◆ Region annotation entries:

++++++++++++++++++++

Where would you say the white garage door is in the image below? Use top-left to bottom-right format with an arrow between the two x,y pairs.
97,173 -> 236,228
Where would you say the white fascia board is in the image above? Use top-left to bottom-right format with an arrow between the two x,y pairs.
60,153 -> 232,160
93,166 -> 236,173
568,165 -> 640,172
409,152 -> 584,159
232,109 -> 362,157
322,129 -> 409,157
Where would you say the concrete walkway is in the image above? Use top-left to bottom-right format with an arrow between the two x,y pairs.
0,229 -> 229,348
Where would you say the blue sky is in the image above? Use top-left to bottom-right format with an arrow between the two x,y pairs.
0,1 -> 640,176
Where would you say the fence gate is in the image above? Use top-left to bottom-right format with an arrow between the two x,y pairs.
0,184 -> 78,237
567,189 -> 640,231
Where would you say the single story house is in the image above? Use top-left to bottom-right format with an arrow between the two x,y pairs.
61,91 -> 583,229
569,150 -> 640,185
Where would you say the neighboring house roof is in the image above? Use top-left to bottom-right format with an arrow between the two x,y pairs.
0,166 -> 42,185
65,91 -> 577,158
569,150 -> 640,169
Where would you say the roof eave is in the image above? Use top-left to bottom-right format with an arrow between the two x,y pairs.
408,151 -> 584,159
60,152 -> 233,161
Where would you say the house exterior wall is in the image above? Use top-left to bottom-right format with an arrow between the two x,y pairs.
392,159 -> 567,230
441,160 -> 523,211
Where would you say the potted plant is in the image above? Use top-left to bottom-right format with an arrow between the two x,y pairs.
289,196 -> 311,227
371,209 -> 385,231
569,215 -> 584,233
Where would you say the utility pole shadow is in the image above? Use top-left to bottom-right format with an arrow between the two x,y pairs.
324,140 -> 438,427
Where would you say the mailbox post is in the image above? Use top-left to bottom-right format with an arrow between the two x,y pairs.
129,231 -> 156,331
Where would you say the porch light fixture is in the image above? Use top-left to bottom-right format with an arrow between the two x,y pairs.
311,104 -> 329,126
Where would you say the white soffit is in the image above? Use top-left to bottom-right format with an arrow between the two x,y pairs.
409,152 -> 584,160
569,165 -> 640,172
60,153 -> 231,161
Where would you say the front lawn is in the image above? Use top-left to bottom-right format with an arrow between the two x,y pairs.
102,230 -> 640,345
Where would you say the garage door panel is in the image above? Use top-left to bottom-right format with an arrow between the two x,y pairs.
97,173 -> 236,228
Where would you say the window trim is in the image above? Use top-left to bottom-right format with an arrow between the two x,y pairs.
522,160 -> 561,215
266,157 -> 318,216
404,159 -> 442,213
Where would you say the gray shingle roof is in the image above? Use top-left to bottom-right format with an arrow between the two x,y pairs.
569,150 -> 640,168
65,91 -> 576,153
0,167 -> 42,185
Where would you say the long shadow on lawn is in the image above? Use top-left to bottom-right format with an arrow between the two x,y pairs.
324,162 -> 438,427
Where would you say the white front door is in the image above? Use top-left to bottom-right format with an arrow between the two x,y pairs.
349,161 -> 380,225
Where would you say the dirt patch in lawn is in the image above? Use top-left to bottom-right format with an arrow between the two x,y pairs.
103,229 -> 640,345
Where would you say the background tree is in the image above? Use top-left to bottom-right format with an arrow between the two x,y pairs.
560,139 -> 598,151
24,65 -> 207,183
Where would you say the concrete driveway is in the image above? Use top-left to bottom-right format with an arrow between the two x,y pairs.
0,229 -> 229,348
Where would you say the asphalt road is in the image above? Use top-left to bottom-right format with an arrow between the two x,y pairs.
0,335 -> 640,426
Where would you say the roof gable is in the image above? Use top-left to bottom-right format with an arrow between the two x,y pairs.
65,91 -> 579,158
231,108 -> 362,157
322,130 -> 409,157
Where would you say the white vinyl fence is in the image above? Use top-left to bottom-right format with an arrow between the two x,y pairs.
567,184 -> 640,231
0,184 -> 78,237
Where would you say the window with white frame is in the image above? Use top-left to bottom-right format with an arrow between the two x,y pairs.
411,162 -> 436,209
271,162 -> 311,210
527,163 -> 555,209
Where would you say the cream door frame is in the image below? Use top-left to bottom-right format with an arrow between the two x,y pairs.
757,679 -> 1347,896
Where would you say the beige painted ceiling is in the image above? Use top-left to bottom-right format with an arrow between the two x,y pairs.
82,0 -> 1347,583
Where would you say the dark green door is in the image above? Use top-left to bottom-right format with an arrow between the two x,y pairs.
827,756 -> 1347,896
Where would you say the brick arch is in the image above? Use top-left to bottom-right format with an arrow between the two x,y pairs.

++++++++++++++++++++

◆ Problem details: Please find every line in the records above that contains the word "frame" and copy each of those lines in full.

◆ Exercise response:
Where would you say the window with white frame is in the image above? Use top-left to bottom-right format with an arrow between the two x,y pairs.
Where would you say the cream door frame is in the image below? Use top-left to bottom-right format with an arrow between the two x,y pairs.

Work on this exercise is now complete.